**Your instructions**
Convert each line of the records below into a Markdown table with the columns "No." and "Line", numbering the rows and skipping blank lines. Leave the pictures out of your answer.

**Records provided**

+ + + +

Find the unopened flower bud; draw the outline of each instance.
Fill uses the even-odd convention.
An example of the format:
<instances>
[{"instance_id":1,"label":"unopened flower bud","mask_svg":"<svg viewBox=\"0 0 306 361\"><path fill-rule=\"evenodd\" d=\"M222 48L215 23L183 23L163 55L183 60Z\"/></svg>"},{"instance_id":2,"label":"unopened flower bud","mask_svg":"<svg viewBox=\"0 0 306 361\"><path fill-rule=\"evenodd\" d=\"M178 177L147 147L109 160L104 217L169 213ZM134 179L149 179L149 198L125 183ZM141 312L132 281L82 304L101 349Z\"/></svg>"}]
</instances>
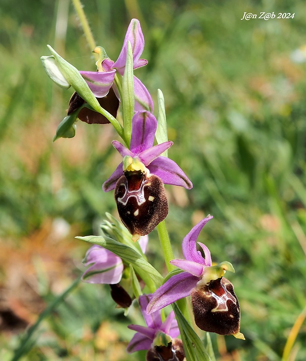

+ + + +

**Exercise output**
| No. | Line |
|---|---|
| 1 | Find the unopened flower bud; draw the outline of each instance. |
| 2 | Fill uses the even-odd convention. |
| 3 | An example of the format: |
| 4 | <instances> |
| 5 | [{"instance_id":1,"label":"unopened flower bud","mask_svg":"<svg viewBox=\"0 0 306 361\"><path fill-rule=\"evenodd\" d=\"M222 48L215 23L183 23L163 55L183 60Z\"/></svg>"},{"instance_id":2,"label":"unopened flower bud","mask_svg":"<svg viewBox=\"0 0 306 361\"><path fill-rule=\"evenodd\" d=\"M178 177L147 147L109 160L104 217L169 213ZM134 179L149 179L149 198L125 183ZM141 312L132 281L82 304L101 349Z\"/></svg>"}] |
| 6 | </instances> |